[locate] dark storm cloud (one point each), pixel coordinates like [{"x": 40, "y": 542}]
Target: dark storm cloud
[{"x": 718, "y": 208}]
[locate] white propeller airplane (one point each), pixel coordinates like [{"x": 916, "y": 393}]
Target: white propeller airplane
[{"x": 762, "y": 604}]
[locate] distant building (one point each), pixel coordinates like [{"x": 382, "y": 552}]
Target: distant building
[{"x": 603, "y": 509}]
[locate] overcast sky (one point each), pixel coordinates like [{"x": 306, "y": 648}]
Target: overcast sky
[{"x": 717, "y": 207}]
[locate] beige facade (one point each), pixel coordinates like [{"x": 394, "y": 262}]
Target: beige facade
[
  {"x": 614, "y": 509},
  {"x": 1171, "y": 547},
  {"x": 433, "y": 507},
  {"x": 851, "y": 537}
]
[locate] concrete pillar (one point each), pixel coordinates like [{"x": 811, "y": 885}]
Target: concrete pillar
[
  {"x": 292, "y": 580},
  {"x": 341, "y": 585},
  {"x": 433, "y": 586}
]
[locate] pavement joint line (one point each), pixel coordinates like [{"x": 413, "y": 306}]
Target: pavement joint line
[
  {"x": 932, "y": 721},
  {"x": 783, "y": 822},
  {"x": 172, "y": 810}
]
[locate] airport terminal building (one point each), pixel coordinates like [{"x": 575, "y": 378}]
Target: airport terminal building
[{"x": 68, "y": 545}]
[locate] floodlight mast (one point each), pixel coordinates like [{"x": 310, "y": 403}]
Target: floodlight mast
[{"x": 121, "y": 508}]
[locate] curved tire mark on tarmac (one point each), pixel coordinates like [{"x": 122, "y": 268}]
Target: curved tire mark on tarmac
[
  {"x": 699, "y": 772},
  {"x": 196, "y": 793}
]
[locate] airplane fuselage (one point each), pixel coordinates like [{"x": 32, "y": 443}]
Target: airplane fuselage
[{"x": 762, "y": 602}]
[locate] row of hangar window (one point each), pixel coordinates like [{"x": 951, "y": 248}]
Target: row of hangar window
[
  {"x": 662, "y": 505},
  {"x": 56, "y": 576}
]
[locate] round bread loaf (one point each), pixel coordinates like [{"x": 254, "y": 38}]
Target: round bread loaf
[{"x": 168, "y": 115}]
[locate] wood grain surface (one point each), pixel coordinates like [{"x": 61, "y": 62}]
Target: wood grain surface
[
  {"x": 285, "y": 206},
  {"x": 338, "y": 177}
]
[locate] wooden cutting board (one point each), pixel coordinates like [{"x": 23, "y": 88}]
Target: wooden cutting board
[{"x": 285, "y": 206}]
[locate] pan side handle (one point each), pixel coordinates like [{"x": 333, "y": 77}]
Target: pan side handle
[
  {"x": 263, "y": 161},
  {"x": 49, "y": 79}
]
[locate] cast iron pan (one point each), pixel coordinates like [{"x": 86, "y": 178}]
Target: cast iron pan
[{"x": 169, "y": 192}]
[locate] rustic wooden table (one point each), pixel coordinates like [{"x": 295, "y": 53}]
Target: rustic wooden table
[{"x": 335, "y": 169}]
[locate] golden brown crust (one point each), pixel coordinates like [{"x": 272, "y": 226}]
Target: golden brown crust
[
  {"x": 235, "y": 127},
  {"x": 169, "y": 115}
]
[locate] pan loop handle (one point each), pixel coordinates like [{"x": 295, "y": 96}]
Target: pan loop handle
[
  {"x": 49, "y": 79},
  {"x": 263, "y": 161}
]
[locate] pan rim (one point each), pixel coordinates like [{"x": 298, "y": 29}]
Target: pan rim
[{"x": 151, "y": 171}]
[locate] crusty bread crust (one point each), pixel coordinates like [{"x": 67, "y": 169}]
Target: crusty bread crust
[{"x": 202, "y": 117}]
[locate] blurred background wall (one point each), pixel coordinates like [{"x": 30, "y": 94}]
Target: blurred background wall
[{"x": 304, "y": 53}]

- Set problem: Copy word for word everything from the line containing "[locate] crusty bread" through the end of the records above, including both that line and the last one.

- Result for this exercise:
[locate] crusty bread crust (one point each), pixel coordinates like [{"x": 67, "y": 169}]
Target: crusty bread crust
[{"x": 202, "y": 117}]
[locate] blurred background wall (one point each), pixel coordinates like [{"x": 30, "y": 94}]
Target: blurred background wall
[{"x": 304, "y": 53}]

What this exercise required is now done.